● Labeled-object pointing entries
◆ ◆ ◆ ◆

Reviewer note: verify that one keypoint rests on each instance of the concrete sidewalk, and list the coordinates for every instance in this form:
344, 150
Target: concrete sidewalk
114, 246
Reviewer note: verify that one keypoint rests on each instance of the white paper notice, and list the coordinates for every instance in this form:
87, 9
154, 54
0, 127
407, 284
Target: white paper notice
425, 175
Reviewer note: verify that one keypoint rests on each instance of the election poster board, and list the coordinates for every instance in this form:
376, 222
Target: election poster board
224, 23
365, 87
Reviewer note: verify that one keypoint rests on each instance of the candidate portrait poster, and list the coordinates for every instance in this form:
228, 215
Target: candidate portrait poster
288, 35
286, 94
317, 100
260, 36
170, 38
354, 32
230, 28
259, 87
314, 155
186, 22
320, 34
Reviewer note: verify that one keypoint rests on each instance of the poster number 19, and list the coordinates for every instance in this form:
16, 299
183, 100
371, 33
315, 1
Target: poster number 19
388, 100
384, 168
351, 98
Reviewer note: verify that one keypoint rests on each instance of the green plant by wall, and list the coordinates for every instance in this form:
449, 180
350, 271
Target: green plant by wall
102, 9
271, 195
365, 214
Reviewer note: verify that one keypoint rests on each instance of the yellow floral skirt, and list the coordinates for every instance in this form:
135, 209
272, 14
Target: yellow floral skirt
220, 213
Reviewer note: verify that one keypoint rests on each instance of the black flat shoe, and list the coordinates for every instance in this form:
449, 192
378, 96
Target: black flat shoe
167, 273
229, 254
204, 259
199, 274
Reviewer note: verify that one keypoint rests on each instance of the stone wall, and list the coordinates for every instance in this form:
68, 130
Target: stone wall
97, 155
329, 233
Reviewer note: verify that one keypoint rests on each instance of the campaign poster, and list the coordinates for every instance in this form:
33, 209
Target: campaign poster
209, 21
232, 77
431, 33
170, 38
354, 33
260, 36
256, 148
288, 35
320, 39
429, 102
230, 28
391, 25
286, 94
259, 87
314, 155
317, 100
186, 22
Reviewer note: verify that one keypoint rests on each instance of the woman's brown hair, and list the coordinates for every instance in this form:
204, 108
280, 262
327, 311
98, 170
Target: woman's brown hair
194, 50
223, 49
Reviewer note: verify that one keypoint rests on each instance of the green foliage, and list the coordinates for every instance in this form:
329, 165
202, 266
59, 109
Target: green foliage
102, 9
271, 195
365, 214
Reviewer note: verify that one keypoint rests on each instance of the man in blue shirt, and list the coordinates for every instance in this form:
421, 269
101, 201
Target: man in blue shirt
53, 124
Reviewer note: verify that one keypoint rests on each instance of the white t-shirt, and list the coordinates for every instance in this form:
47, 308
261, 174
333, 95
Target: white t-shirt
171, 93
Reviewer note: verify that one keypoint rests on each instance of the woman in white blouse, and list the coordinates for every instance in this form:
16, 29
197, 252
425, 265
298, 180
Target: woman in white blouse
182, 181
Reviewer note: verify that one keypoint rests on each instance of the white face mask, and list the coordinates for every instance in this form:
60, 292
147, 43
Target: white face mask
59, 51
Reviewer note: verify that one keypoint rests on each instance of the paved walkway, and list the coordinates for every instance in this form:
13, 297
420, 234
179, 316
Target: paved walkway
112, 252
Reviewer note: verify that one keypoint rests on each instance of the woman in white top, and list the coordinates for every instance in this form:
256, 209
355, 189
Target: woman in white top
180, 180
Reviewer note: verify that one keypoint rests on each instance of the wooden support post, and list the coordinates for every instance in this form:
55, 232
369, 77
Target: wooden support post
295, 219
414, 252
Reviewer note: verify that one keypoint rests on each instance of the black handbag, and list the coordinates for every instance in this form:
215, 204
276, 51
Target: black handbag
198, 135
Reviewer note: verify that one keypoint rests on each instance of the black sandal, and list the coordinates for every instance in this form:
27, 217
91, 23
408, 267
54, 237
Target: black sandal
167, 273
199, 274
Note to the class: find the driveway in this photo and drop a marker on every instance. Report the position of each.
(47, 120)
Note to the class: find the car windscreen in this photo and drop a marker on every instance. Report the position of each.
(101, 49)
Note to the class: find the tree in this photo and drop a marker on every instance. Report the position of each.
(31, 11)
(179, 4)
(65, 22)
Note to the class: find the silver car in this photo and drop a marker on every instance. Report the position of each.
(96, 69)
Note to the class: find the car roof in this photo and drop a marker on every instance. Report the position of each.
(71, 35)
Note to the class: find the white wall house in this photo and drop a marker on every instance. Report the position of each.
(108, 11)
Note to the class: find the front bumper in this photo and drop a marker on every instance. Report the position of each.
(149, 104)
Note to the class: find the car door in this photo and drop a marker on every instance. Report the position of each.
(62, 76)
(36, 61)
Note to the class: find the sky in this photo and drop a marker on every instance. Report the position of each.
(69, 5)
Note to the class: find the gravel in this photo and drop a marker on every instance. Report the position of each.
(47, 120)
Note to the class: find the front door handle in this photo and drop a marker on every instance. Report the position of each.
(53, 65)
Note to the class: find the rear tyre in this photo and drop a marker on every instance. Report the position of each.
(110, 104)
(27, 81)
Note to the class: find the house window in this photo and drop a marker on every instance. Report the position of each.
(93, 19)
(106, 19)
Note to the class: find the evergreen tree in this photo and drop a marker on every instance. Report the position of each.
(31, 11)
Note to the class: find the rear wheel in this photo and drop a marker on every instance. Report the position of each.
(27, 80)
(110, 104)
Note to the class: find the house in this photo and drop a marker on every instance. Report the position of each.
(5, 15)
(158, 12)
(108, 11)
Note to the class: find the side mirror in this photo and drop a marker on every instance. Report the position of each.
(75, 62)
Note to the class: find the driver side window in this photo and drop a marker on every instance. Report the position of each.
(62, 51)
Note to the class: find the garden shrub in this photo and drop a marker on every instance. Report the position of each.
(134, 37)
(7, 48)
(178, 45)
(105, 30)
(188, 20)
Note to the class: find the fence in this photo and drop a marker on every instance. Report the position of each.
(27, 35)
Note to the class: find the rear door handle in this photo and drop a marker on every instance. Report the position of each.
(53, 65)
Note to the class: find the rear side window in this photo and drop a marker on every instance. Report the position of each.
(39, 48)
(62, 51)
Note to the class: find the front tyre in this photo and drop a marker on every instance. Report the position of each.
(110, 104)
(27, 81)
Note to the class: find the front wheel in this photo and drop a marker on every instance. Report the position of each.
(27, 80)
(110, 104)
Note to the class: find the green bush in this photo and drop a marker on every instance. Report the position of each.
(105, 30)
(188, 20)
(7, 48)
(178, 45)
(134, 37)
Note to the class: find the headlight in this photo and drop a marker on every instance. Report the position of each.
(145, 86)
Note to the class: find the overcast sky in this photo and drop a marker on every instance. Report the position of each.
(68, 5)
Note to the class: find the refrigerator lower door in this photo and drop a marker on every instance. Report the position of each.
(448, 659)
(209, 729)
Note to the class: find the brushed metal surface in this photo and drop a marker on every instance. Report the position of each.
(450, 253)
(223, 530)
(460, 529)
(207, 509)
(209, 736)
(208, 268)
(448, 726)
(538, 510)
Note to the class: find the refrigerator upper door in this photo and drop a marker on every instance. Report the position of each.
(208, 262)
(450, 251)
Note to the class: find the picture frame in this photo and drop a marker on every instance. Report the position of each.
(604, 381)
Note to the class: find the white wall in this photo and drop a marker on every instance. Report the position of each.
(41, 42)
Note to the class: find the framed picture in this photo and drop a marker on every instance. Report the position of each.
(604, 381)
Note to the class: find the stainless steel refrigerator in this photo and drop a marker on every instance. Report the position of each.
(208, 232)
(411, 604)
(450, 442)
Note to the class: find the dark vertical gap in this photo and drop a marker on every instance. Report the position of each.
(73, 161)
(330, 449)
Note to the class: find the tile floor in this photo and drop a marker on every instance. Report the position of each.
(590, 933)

◆ ◆ ◆ ◆

● Prompt
Quote all the records exactly, please, leaving none out.

● Reply to the exercise
Reviewer note: verify that one keypoint rests on each instance of the concrete sidewalk, and list the coordinates for every instance in this form:
344, 150
Target: concrete sidewalk
114, 246
Reviewer note: verify that one keypoint rests on each instance of the white paper notice, and list the coordinates for every instance in this form:
87, 9
154, 54
0, 127
407, 284
Target: white paper notice
425, 175
Reviewer note: verify that one keypoint rests on each instance of the election poster board, and list the coordinates for every instance in this form:
376, 222
Target: election poster board
224, 23
365, 87
Reviewer note: verify that one keypoint rests on each instance of the candidate portrait poster, and list the coordinates for every instance in this form:
228, 215
Target: candidate portrait poster
288, 35
286, 94
317, 100
260, 36
170, 38
354, 32
230, 28
259, 87
314, 155
186, 22
320, 34
Reviewer note: verify that one keypoint rests on each instance of the poster number 19, and list the coordinates for every instance in this form:
16, 299
183, 100
371, 33
315, 1
Target: poster number 19
388, 100
384, 168
351, 98
Reviewer note: verify that one keypoint rests on each instance of the green plant by wall, and list the coordinates for every instance in this form:
449, 180
350, 271
Target: green plant by wall
102, 9
271, 195
365, 214
Reviewer note: verify that one keypoint rests on each instance of the yellow floral skirt, and list the coordinates for every instance in this form:
135, 209
272, 14
Target: yellow floral skirt
220, 213
Reviewer note: verify that one keypoint rests on each instance of the black flat shoe, and list the coordinates for every instance in this form:
449, 192
378, 96
Target: black flat shoe
167, 273
229, 254
204, 259
199, 274
Reviewer note: verify that one keypoint rests on each instance of the stone wall, and list the coordinates for every instance in this form:
68, 130
Target: stone wall
97, 155
329, 233
Reviewer note: verify that one keypoint rests on each instance of the campaign poster, and list the coordinates for every instance in this form:
33, 209
Target: campaign poster
209, 21
232, 77
431, 33
170, 38
354, 33
260, 36
256, 148
288, 35
320, 39
429, 102
230, 28
391, 25
286, 94
259, 87
314, 155
317, 100
186, 22
Reviewer note: verify that one keypoint rests on each instance of the woman's brown hair, and list the coordinates for every instance in this form:
204, 108
280, 262
327, 311
98, 170
Target: woman's brown hair
194, 50
223, 49
Reviewer note: verify that one keypoint rests on each instance of the green foliage, and list the coordinates for every instance in this form:
329, 165
202, 266
59, 109
Target: green foliage
102, 9
271, 195
365, 214
Reviewer note: verify that one keypoint rests on each instance of the man in blue shirt, and list the coordinates for every instance in this form:
421, 269
101, 201
Target: man in blue shirt
53, 124
Reviewer note: verify that one keypoint rests on each instance of the white t-shirt, and list the coordinates for every instance in this form:
47, 308
261, 174
333, 95
Target: white t-shirt
171, 93
Reviewer note: verify that one keypoint rests on each instance of the woman in white blouse, and list the coordinates for every instance in this form:
16, 29
197, 252
425, 265
298, 180
Target: woman in white blouse
182, 181
Reviewer note: verify that one keypoint rests on each instance of the white face mask, and list the coordinates for every instance in this form:
60, 292
147, 43
Target: white face mask
59, 51
Reviewer note: verify that one keypoint rests on each instance of the paved walkway, and list the coordinates for every instance in this form:
13, 297
420, 234
179, 316
Target: paved walkway
112, 252
Reviewer note: verify that one keypoint rests on each instance of the woman in white top, and list the coordinates for every instance in this form:
256, 209
355, 189
Target: woman in white top
180, 180
Reviewer note: verify that one keypoint rests on each instance of the wooden support post, and list the coordinates for every instance in this form:
55, 232
369, 77
Target: wooden support post
295, 219
414, 252
Reviewer note: verify that one keypoint rests on each instance of the black handbag, and list the coordinates for every instance in this form:
215, 204
276, 51
Target: black handbag
198, 135
Reviewer note: verify that one keypoint rests on each instance of the black sandal, and list the coordinates for every instance in this form:
27, 217
91, 23
408, 267
54, 237
Target: black sandal
167, 273
199, 274
Note to the class: find the driveway in this photo and drop a marker on every instance. Report the position of each.
(47, 120)
Note to the class: find the car windscreen in this photo and drop a marker on every instance. Report the position of each.
(101, 49)
Note to the class: find the tree in this photo and drop a marker on every instance. Report the position of each.
(31, 11)
(179, 4)
(65, 22)
Note to the class: find the silver car in this photo and drop a marker on every instance. Report the position of each.
(96, 69)
Note to the class: find the car roof in this photo and drop a marker on every instance. Report the position of each.
(71, 35)
Note to the class: find the white wall house in this photo and drop a marker on every instance. Report the position of each.
(108, 11)
Note to the class: find the front bumper in this photo and drop a marker on every instance. Report the position of each.
(149, 104)
Note to the class: find the car door in this photo and drop a marker on every instance. Report the position of each.
(62, 76)
(36, 61)
Note to the class: find the sky in this photo and drop a marker on every instance. Report the position of each.
(69, 5)
Note to the class: find the gravel in this photo and drop a marker on every instance. Report the position of each.
(47, 120)
Note to the class: find the front door handle in this photo and drop a marker on every instance. Report the position of each.
(53, 65)
Note to the class: find the rear tyre in this photo and drop a marker on every instance. Report the position of each.
(110, 104)
(27, 81)
Note to the class: find the house window in this photo and drop a marker on every instance. Report the position of each.
(93, 19)
(106, 19)
Note to the class: find the evergreen tree in this photo and drop a marker on every instance. Report the position of each.
(31, 11)
Note to the class: find the rear wheel in this photo and drop a marker on every instance. Report the position of each.
(27, 80)
(110, 104)
Note to the class: find the house in this photo and drop a marker on every instance. Report the position of each.
(5, 15)
(158, 12)
(108, 11)
Note to the class: find the side mirror in this photo and drop a marker on every instance. Report the position of each.
(75, 62)
Note to the class: find the driver side window in this photo and drop a marker on every instance. Report the position of each.
(62, 51)
Note to the class: find the garden shrub in this photo and drop a marker on every instance. Report the position of each.
(134, 37)
(7, 48)
(178, 45)
(105, 30)
(188, 20)
Note to the class: find the fence in this photo and drop a marker on every instance. Report the position of each.
(27, 35)
Note to the class: find the rear door handle in this photo and drop a marker on every instance. Report the position of each.
(53, 65)
Note to the class: find the rear side window in this photo and drop a marker on every instance. Report the position of each.
(39, 48)
(62, 51)
Note to the class: find the front tyre in this photo and drop a marker on every instance. Report the position of each.
(110, 104)
(27, 81)
Note to the class: find the front wheel in this photo and drop a marker on every instance. Report the position of each.
(27, 80)
(110, 104)
Note to the class: find the green bush in this photo and drop a marker on every instance. Report the position of each.
(105, 30)
(188, 20)
(7, 48)
(178, 45)
(134, 37)
Note to the class: find the headlight in this photo and drop a marker on every instance. Report the position of each.
(145, 86)
Note to the class: find the overcast sky in this photo and drop a marker on every instance. Report the position of each.
(68, 5)
Note to the class: find the refrigerator lower door in this photo and drop a marker on every instance. Report the position of each.
(448, 659)
(209, 729)
Note to the class: find the brushed metal surface in this photo and drop a marker on every instance. Report the position of each.
(450, 253)
(223, 530)
(460, 529)
(207, 509)
(209, 736)
(208, 268)
(448, 726)
(538, 510)
Note to the class: find the refrigerator upper door in this photo and drop a marker on every instance. Report the position of each.
(208, 262)
(450, 251)
Note to the class: find the picture frame in this photo and drop a marker on every instance. Report the position of each.
(604, 381)
Note to the class: find the white wall in this photo and drop a marker on every instance. Report the position of each.
(41, 42)
Note to the class: find the framed picture in this photo and drop a marker on every instance. Report the position of each.
(604, 381)
Note to the class: find the stainless steel refrigerator in this photo and drop a marker on every instance. Report the position of each.
(208, 232)
(411, 604)
(450, 442)
Note to the class: find the dark vertical gap in this photo and drop a marker on every instance. Report the position of each.
(73, 161)
(330, 449)
Note to the class: find the tile floor in this photo and drop a marker on every instance. Report the position of each.
(590, 933)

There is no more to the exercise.